**Set of tasks:**
1/ In the gluten sensitivity passage, how is the nocebo effect described?
2/ Repeat the part of the gluten sensitivity passage that starts with the words "The Role of" and ends with "normal gut sensations.".
3/ Extend the gluten sensitivity passage, picking up right after its final sentence.

This evidence indicates that most individuals who feel unwell after consuming gluten are likely sensitive to other components, such as FODMAPs like fructans or other wheat proteins. Alternatively, symptoms may stem from a disorder in the gut-brain interaction, similar to irritable bowel syndrome.
The Role of Expectation and Psychology
A consistent finding is that expecting symptoms profoundly shapes people's experiences. In blinded trials, where participants unknowingly consumed gluten or a placebo, symptom differences nearly disappeared. Some individuals who anticipated gluten would cause discomfort developed identical symptoms when exposed to a placebo.
This nocebo effect—the negative counterpart of the placebo effect—highlights how belief and prior experiences influence brain processing of gut signals. Brain-imaging research supports this, showing that expectation and emotion activate brain regions involved in pain perception and threat assessment, heightening sensitivity to normal gut sensations.
These are genuine physiological responses. The evidence suggests that focusing attention on the gut, coupled with anxiety about symptoms or repeated negative food experiences, has tangible effects. This can sensitise the gut-brain axis, causing normal digestive sensations to be perceived as pain or urgency.
Recognising this psychological contribution does not imply symptoms are imagined. When the brain predicts harm from a meal, gut sensory pathways amplify every cramp or discomfort, creating real distress. This explains why people remain convinced gluten is to blame, even when blinded studies indicate otherwise.
Benefits of Going Gluten-Free Explained
So, why do some people feel better after adopting a gluten-free diet? Such dietary changes often reduce high-FODMAP foods and ultra-processed products, encourage mindful eating, and provide a sense of control—all factors that can enhance wellbeing. Additionally, people tend to consume more naturally gluten-free, nutrient-dense foods like fruits, vegetables, legumes, and nuts, which may further support gut health.

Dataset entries
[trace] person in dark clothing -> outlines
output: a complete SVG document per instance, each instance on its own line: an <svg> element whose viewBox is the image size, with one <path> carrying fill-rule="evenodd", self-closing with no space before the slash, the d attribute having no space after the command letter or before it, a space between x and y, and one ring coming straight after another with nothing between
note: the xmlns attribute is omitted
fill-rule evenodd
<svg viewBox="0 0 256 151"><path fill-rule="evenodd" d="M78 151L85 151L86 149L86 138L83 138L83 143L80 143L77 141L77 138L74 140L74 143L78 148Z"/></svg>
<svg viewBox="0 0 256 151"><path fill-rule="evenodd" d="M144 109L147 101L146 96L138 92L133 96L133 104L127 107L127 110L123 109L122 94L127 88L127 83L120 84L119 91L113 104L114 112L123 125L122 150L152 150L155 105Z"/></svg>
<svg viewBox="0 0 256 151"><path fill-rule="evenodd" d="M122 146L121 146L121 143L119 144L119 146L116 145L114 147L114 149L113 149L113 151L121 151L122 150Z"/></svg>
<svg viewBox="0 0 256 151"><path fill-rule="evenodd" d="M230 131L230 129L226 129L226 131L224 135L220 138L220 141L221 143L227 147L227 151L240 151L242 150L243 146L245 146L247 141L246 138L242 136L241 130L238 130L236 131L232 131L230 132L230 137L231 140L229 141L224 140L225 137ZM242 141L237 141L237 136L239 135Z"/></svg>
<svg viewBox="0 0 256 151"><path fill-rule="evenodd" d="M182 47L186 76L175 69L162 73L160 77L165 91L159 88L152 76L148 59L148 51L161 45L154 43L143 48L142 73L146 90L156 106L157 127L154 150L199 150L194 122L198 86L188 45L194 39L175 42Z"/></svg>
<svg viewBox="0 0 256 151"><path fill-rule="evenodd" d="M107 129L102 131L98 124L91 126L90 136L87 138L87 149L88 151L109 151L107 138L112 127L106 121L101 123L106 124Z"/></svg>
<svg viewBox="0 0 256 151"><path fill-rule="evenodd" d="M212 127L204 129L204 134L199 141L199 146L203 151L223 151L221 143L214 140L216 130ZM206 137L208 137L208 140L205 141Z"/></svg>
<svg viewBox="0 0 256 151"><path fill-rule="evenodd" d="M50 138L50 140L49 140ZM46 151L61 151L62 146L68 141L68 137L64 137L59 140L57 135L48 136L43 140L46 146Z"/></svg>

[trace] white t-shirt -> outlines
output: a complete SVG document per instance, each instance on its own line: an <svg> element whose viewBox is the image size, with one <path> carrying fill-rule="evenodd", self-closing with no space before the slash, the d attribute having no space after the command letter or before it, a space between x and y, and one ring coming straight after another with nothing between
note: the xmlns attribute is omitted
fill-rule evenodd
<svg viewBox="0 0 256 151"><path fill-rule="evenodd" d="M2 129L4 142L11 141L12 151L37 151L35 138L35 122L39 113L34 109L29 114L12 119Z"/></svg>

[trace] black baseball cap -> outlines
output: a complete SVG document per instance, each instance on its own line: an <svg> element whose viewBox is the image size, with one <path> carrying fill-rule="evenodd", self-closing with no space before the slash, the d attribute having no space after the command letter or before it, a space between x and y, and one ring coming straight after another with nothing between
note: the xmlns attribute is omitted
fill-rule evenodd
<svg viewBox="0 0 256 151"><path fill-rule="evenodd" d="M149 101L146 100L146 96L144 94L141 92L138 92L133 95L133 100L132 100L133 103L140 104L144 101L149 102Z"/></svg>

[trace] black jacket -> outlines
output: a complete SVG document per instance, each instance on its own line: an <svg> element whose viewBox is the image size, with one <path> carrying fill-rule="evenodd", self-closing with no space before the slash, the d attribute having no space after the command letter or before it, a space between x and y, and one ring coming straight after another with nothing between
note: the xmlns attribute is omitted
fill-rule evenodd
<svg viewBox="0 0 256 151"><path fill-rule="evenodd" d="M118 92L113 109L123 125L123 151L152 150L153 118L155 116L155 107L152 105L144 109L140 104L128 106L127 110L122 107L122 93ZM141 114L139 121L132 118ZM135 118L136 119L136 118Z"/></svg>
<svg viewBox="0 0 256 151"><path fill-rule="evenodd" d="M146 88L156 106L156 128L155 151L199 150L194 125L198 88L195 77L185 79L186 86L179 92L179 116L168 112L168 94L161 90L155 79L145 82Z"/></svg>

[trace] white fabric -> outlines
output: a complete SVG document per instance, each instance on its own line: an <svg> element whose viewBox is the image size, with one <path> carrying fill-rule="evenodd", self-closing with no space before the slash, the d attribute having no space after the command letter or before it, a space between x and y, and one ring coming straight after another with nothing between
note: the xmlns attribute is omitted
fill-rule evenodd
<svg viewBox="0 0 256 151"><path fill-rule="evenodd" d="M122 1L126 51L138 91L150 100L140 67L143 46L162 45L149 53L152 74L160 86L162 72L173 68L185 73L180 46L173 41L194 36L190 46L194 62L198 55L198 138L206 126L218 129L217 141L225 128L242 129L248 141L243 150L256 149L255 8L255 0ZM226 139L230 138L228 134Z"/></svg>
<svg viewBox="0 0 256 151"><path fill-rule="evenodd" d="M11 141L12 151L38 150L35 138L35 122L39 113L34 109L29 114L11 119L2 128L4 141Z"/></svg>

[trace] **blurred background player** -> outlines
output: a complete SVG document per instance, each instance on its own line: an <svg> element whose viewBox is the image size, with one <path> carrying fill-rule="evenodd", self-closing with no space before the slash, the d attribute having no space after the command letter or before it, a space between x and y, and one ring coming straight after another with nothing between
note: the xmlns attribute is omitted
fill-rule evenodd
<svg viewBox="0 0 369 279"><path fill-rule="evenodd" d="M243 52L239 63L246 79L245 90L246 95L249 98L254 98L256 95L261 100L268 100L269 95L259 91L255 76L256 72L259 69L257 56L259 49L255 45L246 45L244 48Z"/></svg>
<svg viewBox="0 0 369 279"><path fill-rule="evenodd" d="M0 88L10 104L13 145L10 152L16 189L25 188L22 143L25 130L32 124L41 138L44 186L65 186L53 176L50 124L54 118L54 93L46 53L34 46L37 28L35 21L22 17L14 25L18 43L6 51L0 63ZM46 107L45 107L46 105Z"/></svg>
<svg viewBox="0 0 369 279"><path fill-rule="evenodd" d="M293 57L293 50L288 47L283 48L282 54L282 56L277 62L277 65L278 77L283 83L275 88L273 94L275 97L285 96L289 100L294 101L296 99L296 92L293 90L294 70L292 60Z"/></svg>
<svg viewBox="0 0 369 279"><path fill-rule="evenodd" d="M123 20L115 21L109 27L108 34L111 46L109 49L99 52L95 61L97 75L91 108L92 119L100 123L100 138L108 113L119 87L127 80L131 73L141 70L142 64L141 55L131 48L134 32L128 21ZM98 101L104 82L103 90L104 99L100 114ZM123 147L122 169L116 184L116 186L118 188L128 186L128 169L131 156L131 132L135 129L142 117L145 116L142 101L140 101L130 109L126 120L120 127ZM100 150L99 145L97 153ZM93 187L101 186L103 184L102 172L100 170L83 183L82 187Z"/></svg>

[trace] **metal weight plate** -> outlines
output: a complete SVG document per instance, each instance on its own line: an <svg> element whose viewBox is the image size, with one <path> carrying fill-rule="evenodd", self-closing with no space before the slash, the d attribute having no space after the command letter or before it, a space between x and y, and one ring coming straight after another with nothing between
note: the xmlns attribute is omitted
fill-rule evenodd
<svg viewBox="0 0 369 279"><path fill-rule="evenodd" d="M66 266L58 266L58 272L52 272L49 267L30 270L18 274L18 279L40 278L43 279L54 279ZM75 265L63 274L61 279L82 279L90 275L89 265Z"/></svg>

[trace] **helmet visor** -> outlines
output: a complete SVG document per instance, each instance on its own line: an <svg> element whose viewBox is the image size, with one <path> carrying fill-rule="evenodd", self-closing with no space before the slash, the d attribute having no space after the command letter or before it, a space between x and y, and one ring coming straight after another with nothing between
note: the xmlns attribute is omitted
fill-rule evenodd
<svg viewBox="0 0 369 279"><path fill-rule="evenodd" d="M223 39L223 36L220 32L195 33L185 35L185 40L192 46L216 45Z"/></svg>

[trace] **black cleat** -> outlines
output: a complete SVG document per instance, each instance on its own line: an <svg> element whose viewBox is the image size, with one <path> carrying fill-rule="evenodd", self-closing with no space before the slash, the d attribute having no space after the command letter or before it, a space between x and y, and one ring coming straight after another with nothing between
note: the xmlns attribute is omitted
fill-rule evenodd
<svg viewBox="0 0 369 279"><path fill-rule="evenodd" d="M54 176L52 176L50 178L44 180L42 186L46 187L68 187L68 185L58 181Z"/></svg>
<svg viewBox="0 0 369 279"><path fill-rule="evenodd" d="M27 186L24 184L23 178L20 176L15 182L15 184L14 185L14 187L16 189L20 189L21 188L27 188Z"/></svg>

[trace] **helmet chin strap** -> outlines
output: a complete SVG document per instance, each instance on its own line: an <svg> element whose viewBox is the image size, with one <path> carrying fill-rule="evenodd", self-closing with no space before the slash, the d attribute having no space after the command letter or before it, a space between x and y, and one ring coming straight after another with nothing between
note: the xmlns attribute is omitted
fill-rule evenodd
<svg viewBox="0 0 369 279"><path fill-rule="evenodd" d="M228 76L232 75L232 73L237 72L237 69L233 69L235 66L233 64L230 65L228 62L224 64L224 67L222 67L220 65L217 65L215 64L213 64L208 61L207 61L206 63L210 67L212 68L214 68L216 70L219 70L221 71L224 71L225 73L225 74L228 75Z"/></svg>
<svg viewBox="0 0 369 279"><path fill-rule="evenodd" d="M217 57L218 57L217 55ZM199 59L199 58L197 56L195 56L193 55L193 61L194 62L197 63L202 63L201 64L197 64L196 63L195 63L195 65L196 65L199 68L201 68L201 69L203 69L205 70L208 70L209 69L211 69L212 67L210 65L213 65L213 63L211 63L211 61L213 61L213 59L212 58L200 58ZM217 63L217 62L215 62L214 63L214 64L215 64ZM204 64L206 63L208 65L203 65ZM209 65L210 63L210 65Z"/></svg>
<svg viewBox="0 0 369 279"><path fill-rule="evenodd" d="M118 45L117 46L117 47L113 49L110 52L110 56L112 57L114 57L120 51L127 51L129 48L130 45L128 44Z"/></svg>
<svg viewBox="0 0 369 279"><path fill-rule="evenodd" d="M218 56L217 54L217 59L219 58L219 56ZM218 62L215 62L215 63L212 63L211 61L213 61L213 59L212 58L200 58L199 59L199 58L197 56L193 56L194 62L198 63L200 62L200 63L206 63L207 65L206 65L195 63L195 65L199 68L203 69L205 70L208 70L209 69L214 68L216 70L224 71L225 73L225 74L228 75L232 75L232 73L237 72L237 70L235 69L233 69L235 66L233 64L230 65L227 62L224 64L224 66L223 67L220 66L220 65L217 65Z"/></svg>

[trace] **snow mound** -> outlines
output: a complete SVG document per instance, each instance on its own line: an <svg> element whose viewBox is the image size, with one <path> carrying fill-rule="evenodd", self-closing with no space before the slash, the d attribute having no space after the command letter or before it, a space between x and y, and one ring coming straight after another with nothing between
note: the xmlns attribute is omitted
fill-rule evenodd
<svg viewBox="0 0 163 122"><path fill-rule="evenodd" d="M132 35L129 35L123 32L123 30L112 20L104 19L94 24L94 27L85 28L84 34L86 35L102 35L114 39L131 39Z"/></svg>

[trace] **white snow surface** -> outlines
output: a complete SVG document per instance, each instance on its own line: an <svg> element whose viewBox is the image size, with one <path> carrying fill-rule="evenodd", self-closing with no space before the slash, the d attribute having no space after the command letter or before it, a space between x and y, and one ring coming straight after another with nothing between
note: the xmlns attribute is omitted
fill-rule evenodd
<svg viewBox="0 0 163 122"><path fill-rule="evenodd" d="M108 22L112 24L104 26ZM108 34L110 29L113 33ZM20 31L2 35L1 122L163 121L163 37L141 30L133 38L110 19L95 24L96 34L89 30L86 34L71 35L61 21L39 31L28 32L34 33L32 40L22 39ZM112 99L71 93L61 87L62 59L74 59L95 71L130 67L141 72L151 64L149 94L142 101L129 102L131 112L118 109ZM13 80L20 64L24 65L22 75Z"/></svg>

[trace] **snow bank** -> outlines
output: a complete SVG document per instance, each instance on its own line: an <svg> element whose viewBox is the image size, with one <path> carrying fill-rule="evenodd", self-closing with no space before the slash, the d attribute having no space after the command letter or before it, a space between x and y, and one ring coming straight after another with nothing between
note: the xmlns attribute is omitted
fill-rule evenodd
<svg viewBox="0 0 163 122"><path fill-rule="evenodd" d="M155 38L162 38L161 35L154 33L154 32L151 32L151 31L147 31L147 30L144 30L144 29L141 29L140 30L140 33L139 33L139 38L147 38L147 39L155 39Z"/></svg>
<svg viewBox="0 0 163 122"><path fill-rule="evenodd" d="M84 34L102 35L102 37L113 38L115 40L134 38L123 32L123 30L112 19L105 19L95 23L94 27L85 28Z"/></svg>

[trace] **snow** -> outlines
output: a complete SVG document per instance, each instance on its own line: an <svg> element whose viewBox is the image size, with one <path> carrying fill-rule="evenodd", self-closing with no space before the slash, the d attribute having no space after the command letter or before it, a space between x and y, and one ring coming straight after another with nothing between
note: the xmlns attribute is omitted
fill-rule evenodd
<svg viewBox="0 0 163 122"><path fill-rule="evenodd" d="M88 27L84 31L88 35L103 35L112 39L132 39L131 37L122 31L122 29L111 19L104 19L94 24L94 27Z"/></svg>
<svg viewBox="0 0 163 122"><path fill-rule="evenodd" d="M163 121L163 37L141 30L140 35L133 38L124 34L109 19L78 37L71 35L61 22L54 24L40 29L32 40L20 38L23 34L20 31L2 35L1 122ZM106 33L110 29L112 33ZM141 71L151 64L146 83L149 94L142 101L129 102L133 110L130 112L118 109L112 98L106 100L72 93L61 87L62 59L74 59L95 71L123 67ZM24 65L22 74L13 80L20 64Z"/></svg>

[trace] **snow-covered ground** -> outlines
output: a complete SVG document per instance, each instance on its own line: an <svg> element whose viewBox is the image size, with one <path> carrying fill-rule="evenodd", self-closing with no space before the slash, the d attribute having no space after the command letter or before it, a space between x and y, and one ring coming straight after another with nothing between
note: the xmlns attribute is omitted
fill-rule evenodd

**Task-by-task outputs:**
1/ It is described as the negative counterpart of the placebo effect.

2/
The Role of Expectation and Psychology
A consistent finding is that expecting symptoms profoundly shapes people's experiences. In blinded trials, where participants unknowingly consumed gluten or a placebo, symptom differences nearly disappeared. Some individuals who anticipated gluten would cause discomfort developed identical symptoms when exposed to a placebo.
This nocebo effect—the negative counterpart of the placebo effect—highlights how belief and prior experiences influence brain processing of gut signals. Brain-imaging research supports this, showing that expectation and emotion activate brain regions involved in pain perception and threat assessment, heightening sensitivity to normal gut sensations.

3/
The Cost of Unnecessary Gluten Avoidance
For approximately 1% of the population with coeliac disease, lifelong gluten avoidance is essential. However, for most who feel better gluten-free, gluten is unlikely to be the true issue. Unnecessary gluten-free diets come with costs: gluten-free foods are, on average, 139% more expensive than standard options and often lower in fibre and key nutrients.
Long-term gluten avoidance can also reduce dietary diversity, alter gut microbes, and reinforce eating anxieties.
Diagnostic Recommendations
Unlike coeliac disease or wheat allergy, non-coeliac gluten sensitivity lacks a biomarker—no blood test or tissue marker can confirm it. Diagnosis relies on excluding other conditions and structured dietary testing. Based on the review, clinicians are advised to:
- Rule out coeliac disease and wheat allergy first.
- Optimise the overall quality of someone's diet.
- Trial a low-FODMAP diet if symptoms persist.
- Only then, consider a four to six-week dietitian-supervised gluten-free trial, followed by structured reintroduction of gluten-containing foods to assess whether gluten truly causes symptoms.
This approach ensures restrictions are targeted and temporary, avoiding unnecessary long-term gluten exclusion. If gluten does not explain symptoms, combining dietary guidance with psychological support often yields the best results, as expectation, stress, and emotion influence symptoms. Cognitive-behavioural or exposure-based therapies can reduce food-related fears and help safely reintroduce avoided foods.
This integrated model moves beyond the simplistic 'gluten is bad' narrative towards personalised, evidence-based gut-brain care.